> EXERCISE PROMPT
Below is a listing; restate from it, character for character, the lines beginning at the line holding "of the carpeted" and ending at the line holding "[(72, 109)]", both included.

> SUPPLIED MATERIAL

++++++++++++++++++++

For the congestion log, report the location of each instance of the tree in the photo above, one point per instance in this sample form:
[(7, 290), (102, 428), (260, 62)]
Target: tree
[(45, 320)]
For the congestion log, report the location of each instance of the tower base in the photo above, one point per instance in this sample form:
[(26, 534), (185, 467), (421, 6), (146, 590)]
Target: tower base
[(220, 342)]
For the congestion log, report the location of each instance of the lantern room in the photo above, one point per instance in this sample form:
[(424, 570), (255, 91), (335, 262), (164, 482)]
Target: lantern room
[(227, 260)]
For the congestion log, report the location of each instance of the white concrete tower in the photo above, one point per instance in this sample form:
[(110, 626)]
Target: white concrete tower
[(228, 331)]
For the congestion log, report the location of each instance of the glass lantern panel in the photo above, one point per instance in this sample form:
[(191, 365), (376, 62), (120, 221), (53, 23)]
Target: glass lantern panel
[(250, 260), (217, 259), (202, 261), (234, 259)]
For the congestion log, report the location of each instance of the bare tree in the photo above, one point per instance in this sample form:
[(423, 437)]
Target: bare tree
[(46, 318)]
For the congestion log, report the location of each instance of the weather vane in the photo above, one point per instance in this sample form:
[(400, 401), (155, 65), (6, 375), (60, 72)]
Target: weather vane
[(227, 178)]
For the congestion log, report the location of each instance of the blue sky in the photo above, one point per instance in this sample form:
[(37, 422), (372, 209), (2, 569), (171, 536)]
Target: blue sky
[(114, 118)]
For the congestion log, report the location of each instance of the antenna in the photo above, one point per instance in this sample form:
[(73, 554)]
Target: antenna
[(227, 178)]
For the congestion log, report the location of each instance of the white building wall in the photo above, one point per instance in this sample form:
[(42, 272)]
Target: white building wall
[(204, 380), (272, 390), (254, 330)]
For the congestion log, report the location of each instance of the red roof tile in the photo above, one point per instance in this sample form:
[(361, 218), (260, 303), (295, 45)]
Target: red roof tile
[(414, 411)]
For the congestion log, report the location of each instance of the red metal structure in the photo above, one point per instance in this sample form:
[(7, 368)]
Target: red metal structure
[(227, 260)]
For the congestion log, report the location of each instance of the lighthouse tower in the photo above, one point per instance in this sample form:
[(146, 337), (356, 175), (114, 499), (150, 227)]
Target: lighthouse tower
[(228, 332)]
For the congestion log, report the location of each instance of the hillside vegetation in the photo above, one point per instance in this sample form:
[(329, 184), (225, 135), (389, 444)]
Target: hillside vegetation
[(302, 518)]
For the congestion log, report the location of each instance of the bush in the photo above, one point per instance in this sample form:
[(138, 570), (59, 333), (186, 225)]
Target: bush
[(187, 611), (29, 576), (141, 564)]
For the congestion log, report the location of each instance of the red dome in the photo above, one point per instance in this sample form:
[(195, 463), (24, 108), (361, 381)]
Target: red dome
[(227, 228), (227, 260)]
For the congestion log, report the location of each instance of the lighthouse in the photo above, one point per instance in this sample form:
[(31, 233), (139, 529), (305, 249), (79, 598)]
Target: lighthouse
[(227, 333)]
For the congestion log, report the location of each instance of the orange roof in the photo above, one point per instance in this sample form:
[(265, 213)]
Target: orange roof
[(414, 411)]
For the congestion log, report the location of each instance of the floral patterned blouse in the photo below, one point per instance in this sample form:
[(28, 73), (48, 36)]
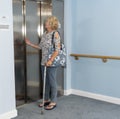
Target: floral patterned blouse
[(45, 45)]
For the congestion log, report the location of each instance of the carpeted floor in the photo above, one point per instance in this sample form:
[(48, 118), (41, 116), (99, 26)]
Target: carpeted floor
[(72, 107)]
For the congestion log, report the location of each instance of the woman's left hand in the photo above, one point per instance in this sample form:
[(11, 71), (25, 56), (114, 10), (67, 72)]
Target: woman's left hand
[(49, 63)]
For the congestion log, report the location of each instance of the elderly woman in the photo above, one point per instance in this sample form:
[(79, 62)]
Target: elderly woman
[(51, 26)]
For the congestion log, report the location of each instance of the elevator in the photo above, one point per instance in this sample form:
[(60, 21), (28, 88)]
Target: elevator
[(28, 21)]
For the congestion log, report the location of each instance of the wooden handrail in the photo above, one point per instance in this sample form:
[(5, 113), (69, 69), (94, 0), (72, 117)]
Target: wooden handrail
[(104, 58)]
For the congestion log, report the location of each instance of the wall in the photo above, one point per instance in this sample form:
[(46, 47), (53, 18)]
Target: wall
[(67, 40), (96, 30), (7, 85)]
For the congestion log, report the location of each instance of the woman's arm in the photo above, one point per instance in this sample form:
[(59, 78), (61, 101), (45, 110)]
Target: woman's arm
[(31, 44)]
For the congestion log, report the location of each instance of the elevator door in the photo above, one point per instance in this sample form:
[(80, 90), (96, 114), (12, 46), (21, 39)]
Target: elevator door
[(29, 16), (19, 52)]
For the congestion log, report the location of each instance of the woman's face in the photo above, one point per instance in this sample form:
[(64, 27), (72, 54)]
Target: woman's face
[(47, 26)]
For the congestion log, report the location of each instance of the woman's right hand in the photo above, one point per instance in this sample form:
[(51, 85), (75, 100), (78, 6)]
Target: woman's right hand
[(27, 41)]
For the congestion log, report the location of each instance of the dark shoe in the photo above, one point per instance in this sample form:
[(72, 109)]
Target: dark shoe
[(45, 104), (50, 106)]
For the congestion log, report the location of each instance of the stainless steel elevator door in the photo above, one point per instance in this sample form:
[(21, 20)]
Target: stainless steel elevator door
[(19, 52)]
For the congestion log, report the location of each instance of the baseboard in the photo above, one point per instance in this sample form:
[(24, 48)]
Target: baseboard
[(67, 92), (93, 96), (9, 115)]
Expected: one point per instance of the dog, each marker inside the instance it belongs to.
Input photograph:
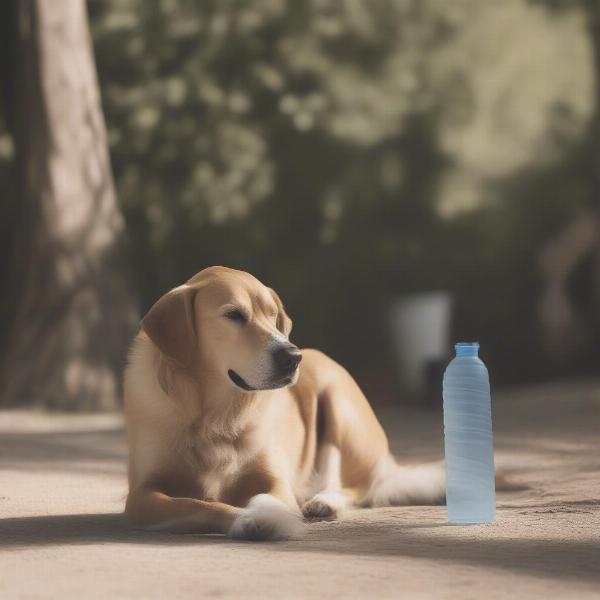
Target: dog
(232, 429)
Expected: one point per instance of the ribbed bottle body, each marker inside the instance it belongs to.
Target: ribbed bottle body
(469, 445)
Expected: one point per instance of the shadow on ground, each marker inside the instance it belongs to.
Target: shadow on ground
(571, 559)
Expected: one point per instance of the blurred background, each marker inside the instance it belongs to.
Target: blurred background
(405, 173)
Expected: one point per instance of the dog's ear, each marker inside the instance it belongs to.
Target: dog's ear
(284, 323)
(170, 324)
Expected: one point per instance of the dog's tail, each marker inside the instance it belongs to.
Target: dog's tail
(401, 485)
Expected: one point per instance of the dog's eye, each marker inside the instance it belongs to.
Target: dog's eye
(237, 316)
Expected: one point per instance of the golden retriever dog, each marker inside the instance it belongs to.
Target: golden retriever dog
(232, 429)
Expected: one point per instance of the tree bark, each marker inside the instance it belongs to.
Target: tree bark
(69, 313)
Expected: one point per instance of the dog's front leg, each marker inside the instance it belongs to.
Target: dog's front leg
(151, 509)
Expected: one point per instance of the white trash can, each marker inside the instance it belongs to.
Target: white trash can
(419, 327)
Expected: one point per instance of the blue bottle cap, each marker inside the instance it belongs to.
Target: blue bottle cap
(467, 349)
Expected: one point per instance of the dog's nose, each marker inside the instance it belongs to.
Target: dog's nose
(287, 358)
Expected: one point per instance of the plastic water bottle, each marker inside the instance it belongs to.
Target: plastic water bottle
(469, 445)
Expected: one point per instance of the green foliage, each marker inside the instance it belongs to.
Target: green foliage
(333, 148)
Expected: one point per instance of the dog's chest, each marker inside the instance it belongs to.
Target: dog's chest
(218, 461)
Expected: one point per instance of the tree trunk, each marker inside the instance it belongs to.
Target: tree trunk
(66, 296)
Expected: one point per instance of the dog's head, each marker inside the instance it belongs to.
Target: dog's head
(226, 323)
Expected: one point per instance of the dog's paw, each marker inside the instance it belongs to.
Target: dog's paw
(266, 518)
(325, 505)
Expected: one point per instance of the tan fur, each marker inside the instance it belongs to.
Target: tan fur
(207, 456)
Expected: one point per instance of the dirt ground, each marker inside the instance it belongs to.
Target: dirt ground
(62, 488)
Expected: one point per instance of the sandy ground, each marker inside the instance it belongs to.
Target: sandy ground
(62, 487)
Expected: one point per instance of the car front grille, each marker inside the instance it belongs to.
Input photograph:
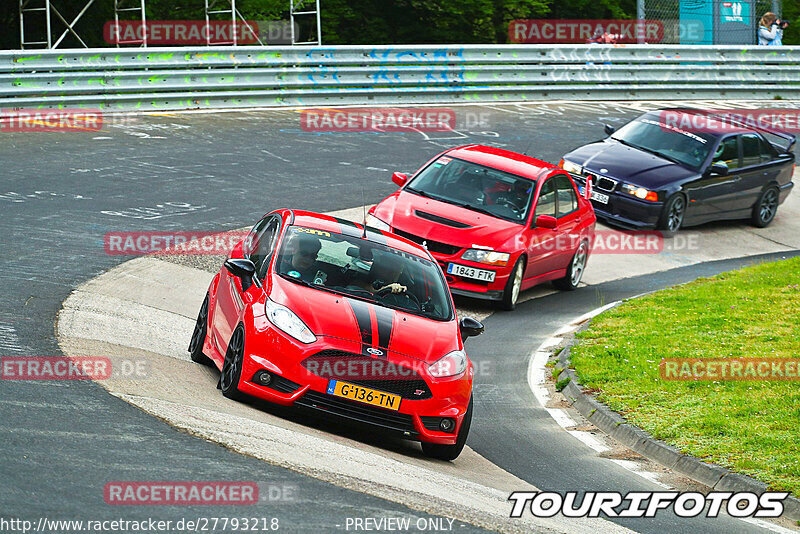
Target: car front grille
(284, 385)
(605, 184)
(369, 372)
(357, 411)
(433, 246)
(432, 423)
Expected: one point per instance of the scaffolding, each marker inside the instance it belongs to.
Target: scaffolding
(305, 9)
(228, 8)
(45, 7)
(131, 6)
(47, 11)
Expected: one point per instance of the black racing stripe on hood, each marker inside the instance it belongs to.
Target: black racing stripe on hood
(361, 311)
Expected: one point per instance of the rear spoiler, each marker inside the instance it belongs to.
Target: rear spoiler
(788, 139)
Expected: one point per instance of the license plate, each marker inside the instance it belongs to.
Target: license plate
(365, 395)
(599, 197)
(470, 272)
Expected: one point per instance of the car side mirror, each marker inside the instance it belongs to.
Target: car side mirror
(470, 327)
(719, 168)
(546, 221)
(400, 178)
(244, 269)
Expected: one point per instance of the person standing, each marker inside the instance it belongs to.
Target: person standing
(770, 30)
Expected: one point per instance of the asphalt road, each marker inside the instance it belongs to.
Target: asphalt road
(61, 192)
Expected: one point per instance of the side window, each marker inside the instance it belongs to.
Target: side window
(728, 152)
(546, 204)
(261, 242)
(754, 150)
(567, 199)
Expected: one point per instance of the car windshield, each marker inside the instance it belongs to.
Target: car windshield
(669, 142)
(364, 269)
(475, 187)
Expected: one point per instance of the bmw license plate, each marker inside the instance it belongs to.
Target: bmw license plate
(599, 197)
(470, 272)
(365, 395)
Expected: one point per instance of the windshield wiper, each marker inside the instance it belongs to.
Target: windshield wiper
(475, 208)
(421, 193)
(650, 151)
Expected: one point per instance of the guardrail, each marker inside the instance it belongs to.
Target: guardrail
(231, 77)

++++++++++++++++++++

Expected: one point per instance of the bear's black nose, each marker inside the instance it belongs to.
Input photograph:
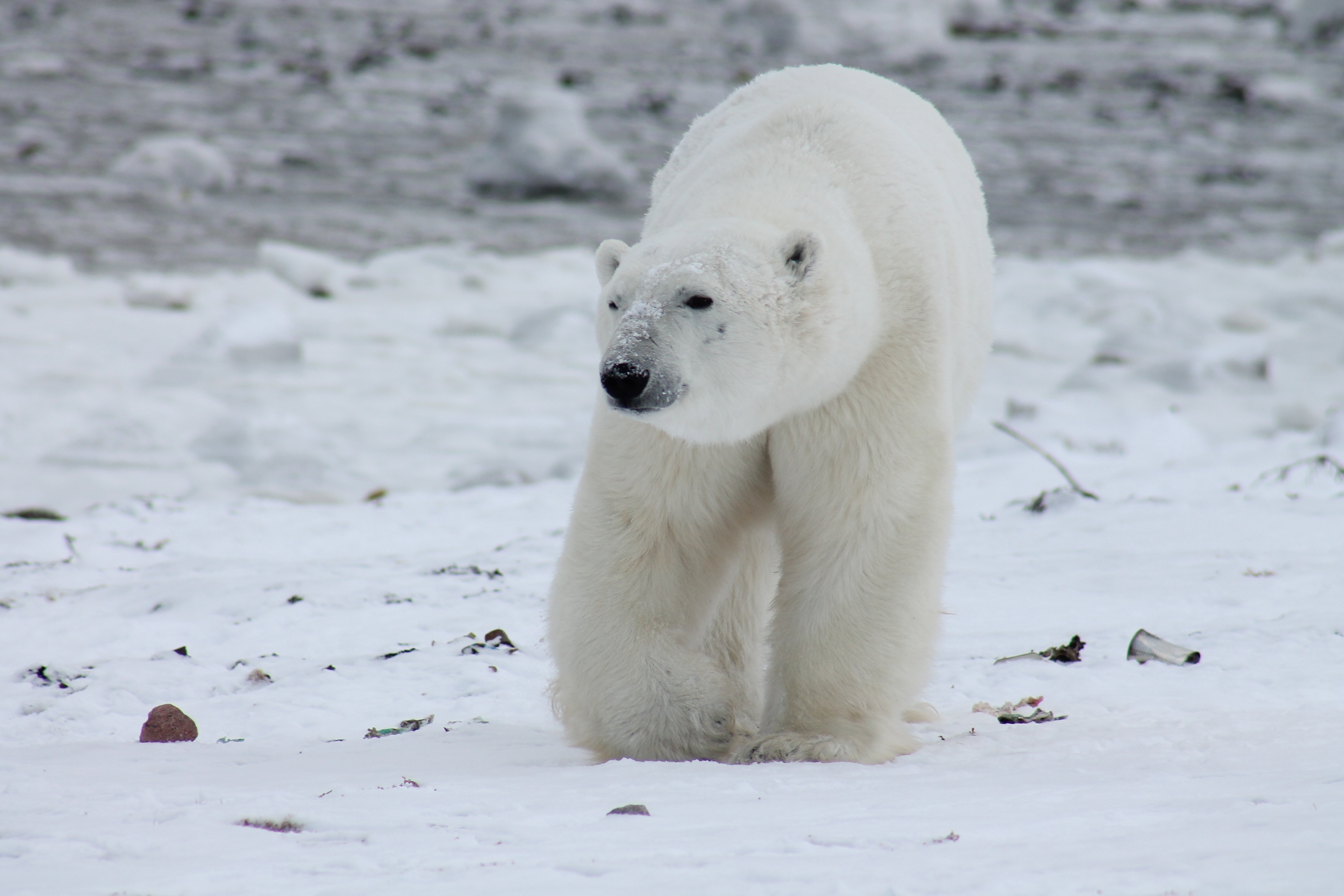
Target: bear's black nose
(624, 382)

++++++++++++++++++++

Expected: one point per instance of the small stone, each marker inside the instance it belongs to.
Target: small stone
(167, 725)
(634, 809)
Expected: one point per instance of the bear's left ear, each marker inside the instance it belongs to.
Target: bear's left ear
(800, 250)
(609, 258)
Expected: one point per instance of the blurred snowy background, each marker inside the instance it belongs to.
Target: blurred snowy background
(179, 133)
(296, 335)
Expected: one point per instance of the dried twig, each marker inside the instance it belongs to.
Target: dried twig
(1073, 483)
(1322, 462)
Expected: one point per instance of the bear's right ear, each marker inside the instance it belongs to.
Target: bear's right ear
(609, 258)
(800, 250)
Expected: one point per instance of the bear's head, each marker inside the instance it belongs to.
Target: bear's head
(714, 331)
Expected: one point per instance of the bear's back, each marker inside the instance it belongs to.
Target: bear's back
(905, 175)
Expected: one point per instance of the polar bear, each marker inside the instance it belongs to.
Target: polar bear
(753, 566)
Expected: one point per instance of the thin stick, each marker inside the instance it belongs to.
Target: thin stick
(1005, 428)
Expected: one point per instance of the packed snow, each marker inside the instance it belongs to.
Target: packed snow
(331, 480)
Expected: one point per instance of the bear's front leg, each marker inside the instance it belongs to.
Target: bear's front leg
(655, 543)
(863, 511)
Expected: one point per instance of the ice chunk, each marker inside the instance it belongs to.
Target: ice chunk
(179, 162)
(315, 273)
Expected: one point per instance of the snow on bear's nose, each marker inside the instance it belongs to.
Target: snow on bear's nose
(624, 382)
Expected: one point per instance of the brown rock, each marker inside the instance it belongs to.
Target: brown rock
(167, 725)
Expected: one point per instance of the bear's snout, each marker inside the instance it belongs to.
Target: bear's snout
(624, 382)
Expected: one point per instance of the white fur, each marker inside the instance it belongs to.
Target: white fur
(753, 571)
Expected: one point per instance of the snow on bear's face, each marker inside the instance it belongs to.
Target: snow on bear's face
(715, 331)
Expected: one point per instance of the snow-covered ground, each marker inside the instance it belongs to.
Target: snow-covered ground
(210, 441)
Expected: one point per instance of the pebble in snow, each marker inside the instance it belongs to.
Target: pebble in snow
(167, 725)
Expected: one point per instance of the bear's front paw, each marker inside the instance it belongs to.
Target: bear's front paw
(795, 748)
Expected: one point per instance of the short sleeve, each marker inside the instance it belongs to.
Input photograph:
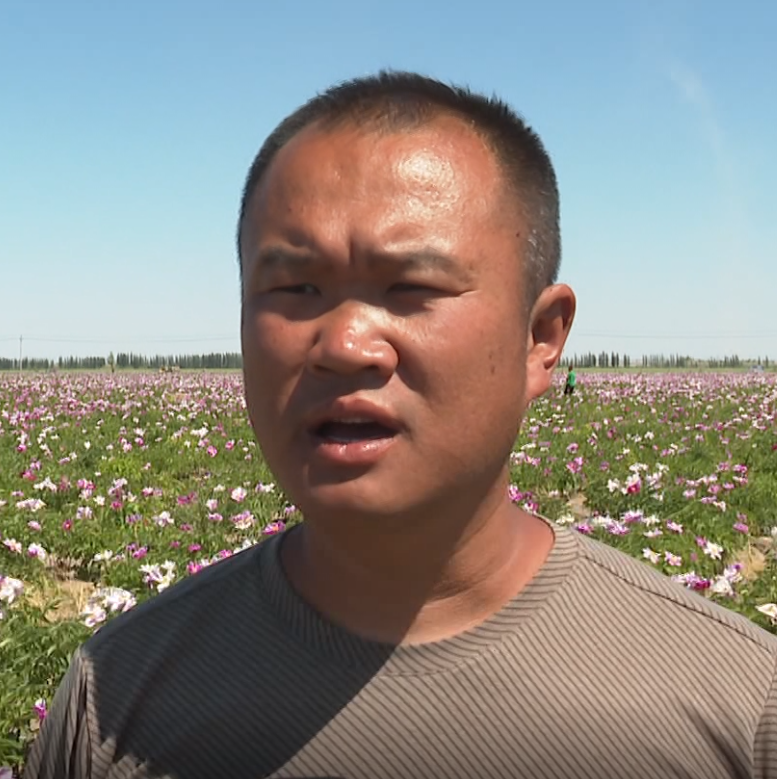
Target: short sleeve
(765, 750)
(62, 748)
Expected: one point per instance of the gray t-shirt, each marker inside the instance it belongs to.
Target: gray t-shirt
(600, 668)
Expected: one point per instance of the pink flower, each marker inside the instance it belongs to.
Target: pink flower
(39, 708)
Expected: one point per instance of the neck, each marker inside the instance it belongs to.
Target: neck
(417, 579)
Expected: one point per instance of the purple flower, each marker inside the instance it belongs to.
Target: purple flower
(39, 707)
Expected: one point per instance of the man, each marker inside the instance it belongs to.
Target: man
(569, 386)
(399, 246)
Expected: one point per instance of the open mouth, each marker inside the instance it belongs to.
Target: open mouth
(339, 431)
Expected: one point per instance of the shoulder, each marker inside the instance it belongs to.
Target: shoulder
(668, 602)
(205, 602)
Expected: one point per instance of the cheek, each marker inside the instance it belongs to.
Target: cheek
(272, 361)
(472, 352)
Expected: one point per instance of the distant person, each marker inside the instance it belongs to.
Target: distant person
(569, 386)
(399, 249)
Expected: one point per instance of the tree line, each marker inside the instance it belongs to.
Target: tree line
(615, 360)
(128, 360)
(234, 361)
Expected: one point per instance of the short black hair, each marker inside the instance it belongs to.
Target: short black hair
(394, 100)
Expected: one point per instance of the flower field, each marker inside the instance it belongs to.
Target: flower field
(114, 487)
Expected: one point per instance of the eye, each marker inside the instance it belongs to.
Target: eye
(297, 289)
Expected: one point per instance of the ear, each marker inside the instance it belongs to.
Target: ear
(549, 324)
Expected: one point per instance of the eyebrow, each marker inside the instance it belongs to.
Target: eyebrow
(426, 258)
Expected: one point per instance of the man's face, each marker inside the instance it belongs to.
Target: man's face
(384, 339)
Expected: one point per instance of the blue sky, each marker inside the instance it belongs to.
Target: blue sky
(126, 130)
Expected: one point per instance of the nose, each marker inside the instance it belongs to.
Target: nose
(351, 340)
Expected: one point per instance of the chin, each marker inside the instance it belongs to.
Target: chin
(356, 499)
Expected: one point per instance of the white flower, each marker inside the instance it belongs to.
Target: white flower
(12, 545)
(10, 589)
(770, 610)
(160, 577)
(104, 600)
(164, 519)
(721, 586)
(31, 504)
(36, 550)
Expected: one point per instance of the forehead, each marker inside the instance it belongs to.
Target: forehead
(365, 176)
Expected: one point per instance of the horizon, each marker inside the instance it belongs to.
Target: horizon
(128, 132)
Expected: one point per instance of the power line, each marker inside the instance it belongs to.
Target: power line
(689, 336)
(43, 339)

++++++++++++++++++++

> SOLUTION FOR THIS TASK
For the congestion log, report the location of each instance of the carpeted floor in the photo above, one point per instance in this sample form:
[(48, 118), (41, 116), (99, 26)]
Target: carpeted floor
[(72, 107)]
For the congestion log, report the location of each instance of the woman's left hand in the photo above, one point per instance in this sample form:
[(11, 71), (25, 56), (114, 10), (67, 72)]
Target: woman's left hand
[(49, 63)]
For the congestion log, report the location of each instance of the elderly woman in the photo above, one point per instance in this sample form:
[(79, 62)]
Target: elderly woman
[(51, 26)]
For the congestion log, report the location of each instance of the elevator in the photo above, one point per instance in this sample form:
[(60, 21), (28, 88)]
Target: elevator
[(28, 21)]
For the congestion log, report the location of each instance of the wooden handrail in the photo above, one point per instance in this sample form:
[(5, 113), (69, 69), (94, 0), (72, 117)]
Target: wooden handrail
[(104, 58)]
For the congestion log, report the location of each instance of the wall in the photo above, one point per instance in this sample form:
[(46, 47), (53, 18)]
Target: wall
[(67, 40), (96, 30), (7, 85)]
For the congestion log, report the location of each instance of the woman's arm in the photo above, one point per instance in this sample form:
[(59, 78), (61, 101), (45, 110)]
Target: woman's arm
[(31, 44)]
For the congestion log, report the location of each instance of the elevator door in the photo above, one point per instance in this sample form:
[(80, 90), (96, 114), (12, 46), (21, 39)]
Target: elevator door
[(29, 16), (19, 52)]
For the congestion log, report the location of each instance of the woman's face in the photo above, one point per instance in this sample form:
[(64, 27), (72, 54)]
Target: woman's face
[(47, 26)]
For the congestion log, report the location of each instance of the woman's right hand in the photo above, one point per instance in this sample form:
[(51, 85), (75, 100), (78, 6)]
Target: woman's right hand
[(27, 41)]
For the congestion log, report the location of each instance of the dark shoe in the photo above, one point per instance in this sample form:
[(72, 109)]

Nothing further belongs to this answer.